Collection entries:
####################
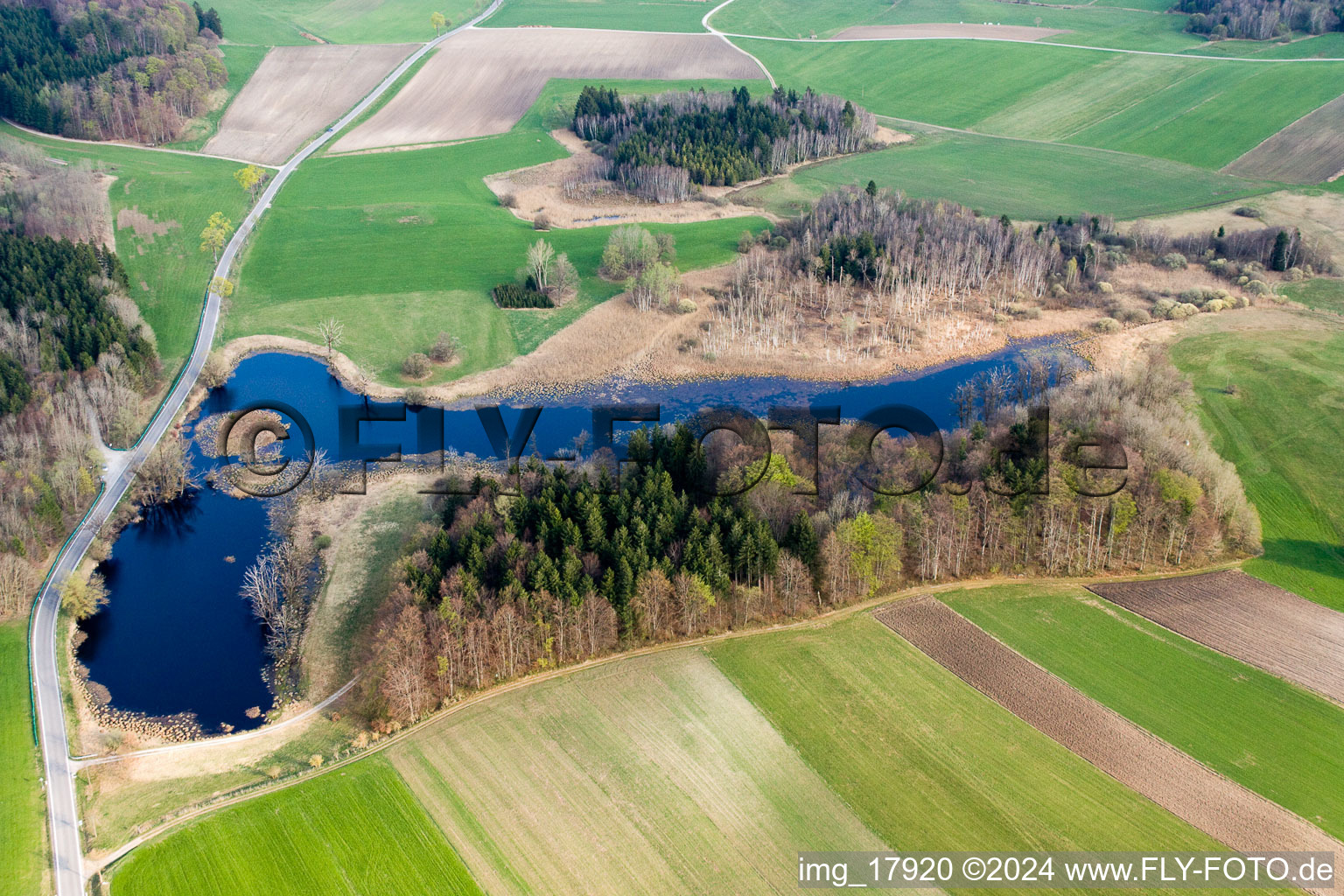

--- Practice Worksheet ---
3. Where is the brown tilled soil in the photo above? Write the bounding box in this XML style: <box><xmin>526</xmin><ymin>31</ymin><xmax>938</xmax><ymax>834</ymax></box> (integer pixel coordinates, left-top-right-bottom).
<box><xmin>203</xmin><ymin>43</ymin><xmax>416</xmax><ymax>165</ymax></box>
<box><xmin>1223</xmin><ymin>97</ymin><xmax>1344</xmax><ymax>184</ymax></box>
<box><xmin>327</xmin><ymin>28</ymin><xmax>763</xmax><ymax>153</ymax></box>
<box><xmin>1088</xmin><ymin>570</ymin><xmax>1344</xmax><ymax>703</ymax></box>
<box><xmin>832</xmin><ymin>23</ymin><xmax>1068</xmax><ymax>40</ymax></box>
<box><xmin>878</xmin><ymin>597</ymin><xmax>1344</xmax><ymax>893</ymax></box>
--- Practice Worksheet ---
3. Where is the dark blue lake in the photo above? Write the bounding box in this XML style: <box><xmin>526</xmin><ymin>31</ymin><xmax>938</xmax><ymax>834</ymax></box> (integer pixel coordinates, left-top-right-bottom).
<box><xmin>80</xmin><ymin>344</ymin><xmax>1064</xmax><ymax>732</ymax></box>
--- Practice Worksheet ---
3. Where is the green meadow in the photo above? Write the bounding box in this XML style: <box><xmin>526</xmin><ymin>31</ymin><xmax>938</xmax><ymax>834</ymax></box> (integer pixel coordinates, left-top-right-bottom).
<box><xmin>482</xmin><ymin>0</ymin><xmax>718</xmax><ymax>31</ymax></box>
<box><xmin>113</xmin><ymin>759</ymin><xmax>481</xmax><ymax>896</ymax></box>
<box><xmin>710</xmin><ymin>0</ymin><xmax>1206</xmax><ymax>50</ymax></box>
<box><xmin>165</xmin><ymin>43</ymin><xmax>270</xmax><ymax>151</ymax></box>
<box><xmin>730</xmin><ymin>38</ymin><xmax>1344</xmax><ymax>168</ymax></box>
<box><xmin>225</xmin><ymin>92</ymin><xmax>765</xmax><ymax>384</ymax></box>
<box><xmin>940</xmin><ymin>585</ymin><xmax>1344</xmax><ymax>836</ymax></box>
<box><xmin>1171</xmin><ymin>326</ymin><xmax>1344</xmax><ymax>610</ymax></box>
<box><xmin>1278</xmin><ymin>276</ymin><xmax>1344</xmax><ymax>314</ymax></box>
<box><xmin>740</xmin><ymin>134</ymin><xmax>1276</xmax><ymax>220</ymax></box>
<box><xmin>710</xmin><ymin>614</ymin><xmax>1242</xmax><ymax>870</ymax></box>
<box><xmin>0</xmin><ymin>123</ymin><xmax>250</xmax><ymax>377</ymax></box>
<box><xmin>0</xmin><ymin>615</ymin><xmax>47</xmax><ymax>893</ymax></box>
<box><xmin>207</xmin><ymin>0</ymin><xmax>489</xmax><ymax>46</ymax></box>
####################
▸ **Work instructions**: Print all of the records shown above exactly, leaving out each picture.

▸ **Solution**:
--- Practice Worksheet ---
3. Where is the brown tilled soil in the photo above? Write the bounding box in this XML style: <box><xmin>526</xmin><ymin>31</ymin><xmax>938</xmax><ymax>834</ymax></box> (integer pixel coordinates, left-top-right-bottom).
<box><xmin>203</xmin><ymin>43</ymin><xmax>416</xmax><ymax>165</ymax></box>
<box><xmin>1223</xmin><ymin>97</ymin><xmax>1344</xmax><ymax>184</ymax></box>
<box><xmin>327</xmin><ymin>28</ymin><xmax>763</xmax><ymax>153</ymax></box>
<box><xmin>1088</xmin><ymin>570</ymin><xmax>1344</xmax><ymax>703</ymax></box>
<box><xmin>832</xmin><ymin>23</ymin><xmax>1068</xmax><ymax>40</ymax></box>
<box><xmin>878</xmin><ymin>597</ymin><xmax>1344</xmax><ymax>893</ymax></box>
--- Practice Worksheet ---
3. Where is the dark blue lake in the photo above? Write the bounding box in this XML style: <box><xmin>526</xmin><ymin>31</ymin><xmax>938</xmax><ymax>834</ymax></box> (integer pixel coordinates, left-top-right-bottom).
<box><xmin>80</xmin><ymin>344</ymin><xmax>1064</xmax><ymax>732</ymax></box>
--- Practice Worksheet ---
3. Where is the green meadow in the photo above? Write the bounding box in this XML style: <box><xmin>526</xmin><ymin>31</ymin><xmax>938</xmax><ymax>834</ymax></box> (integer pixel coordinates, left-top-right-bottom).
<box><xmin>482</xmin><ymin>0</ymin><xmax>718</xmax><ymax>31</ymax></box>
<box><xmin>113</xmin><ymin>759</ymin><xmax>481</xmax><ymax>896</ymax></box>
<box><xmin>710</xmin><ymin>0</ymin><xmax>1206</xmax><ymax>50</ymax></box>
<box><xmin>165</xmin><ymin>43</ymin><xmax>270</xmax><ymax>151</ymax></box>
<box><xmin>730</xmin><ymin>38</ymin><xmax>1344</xmax><ymax>168</ymax></box>
<box><xmin>225</xmin><ymin>92</ymin><xmax>765</xmax><ymax>384</ymax></box>
<box><xmin>940</xmin><ymin>585</ymin><xmax>1344</xmax><ymax>836</ymax></box>
<box><xmin>1171</xmin><ymin>326</ymin><xmax>1344</xmax><ymax>610</ymax></box>
<box><xmin>1278</xmin><ymin>276</ymin><xmax>1344</xmax><ymax>314</ymax></box>
<box><xmin>740</xmin><ymin>134</ymin><xmax>1276</xmax><ymax>220</ymax></box>
<box><xmin>710</xmin><ymin>614</ymin><xmax>1242</xmax><ymax>870</ymax></box>
<box><xmin>0</xmin><ymin>123</ymin><xmax>250</xmax><ymax>377</ymax></box>
<box><xmin>0</xmin><ymin>615</ymin><xmax>47</xmax><ymax>893</ymax></box>
<box><xmin>207</xmin><ymin>0</ymin><xmax>489</xmax><ymax>46</ymax></box>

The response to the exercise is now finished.